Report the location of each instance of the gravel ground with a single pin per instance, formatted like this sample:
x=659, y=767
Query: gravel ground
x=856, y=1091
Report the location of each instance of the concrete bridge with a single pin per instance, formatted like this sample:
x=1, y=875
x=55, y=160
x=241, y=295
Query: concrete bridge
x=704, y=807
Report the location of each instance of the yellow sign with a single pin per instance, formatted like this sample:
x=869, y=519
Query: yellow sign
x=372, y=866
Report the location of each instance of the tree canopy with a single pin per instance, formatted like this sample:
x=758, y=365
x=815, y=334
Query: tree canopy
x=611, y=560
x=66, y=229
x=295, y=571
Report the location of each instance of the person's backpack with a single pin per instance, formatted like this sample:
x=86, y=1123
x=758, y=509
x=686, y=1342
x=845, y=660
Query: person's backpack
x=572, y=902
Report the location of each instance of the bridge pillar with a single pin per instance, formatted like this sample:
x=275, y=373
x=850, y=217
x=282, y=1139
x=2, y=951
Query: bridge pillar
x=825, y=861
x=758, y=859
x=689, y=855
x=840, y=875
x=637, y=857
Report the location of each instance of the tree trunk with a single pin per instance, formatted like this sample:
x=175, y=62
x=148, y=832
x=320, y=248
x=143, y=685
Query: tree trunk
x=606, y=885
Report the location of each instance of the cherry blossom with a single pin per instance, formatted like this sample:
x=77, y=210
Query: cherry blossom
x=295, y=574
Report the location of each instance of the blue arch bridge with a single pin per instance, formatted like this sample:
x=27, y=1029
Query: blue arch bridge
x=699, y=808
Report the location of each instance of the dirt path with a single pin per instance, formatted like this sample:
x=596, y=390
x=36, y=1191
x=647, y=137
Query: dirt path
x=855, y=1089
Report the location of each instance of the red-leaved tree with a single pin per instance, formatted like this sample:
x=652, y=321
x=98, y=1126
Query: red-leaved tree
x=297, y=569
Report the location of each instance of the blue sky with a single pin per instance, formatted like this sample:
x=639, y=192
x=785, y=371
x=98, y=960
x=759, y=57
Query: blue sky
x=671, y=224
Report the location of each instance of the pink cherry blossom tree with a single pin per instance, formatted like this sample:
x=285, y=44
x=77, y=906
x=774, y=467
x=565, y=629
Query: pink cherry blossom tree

◇ ◇ ◇ ◇ ◇ ◇ ◇

Exercise description: Go through the material and copy every line in which the word "pink" occurs.

Response below:
Report the location of each instance of the pink cherry blossom tree with a single pin per instance, formatted like this sample:
Query: pink cherry blossom tree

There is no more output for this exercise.